◆ What you have to do
Reproduce the lines of the listing below verbatim, beginning at the line that contains "Category: the man's knuckle" and continuing through the end of the listing.

-- begin Dataset extract --

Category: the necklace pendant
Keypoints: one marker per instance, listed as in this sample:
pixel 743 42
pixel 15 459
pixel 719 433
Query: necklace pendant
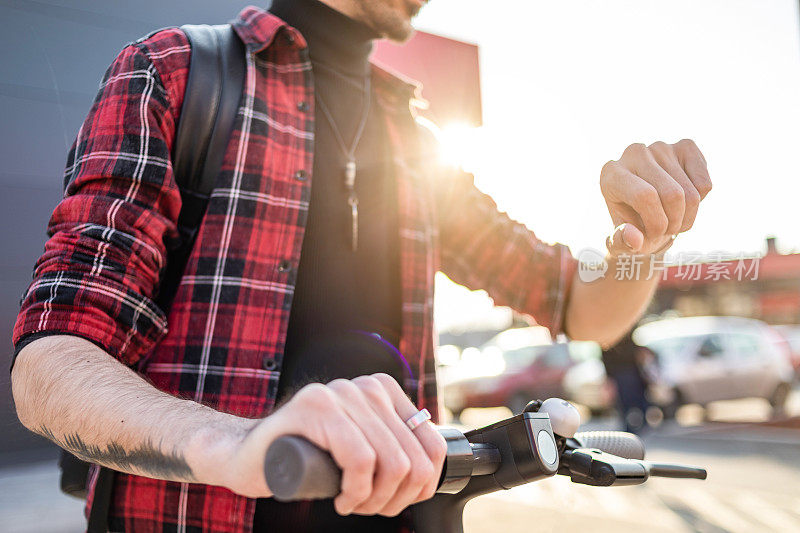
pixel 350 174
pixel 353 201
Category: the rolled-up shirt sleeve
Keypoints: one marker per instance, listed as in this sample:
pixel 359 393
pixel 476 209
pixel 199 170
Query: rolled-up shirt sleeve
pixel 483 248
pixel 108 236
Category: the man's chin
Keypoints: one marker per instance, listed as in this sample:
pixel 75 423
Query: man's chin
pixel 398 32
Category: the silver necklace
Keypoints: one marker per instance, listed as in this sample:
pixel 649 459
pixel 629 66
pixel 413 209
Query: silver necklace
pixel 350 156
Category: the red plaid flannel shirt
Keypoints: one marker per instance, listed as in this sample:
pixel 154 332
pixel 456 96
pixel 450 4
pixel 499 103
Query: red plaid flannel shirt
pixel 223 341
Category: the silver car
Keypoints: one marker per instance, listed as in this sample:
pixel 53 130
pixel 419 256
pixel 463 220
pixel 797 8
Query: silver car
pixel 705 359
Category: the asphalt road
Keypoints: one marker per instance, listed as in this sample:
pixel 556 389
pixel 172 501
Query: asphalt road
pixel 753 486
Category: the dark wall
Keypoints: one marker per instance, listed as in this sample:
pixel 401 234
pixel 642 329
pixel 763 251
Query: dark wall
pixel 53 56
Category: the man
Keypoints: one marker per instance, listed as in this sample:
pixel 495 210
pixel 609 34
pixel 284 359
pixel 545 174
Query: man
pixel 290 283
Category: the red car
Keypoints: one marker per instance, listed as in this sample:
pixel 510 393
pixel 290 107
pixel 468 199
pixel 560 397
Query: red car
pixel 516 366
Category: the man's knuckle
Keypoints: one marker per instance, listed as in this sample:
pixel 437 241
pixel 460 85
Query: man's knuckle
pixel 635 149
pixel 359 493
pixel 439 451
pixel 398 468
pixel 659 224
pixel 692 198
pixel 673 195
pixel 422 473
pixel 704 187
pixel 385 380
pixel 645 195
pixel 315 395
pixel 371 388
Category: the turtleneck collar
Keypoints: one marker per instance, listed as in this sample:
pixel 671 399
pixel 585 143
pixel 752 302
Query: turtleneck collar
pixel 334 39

-- end Dataset extract --

◆ Answer below
Category: the man's knuckle
Keypoints: one marker per instance, listed as in this sample:
pixel 437 241
pixel 460 85
Query: man's knuckle
pixel 635 149
pixel 359 493
pixel 439 451
pixel 398 468
pixel 659 224
pixel 692 198
pixel 673 195
pixel 422 473
pixel 704 187
pixel 385 380
pixel 645 195
pixel 315 395
pixel 371 388
Category: the turtleneck collar
Keypoints: one marker per instance, listed as in this sample:
pixel 671 399
pixel 585 143
pixel 752 302
Query: turtleneck collar
pixel 334 39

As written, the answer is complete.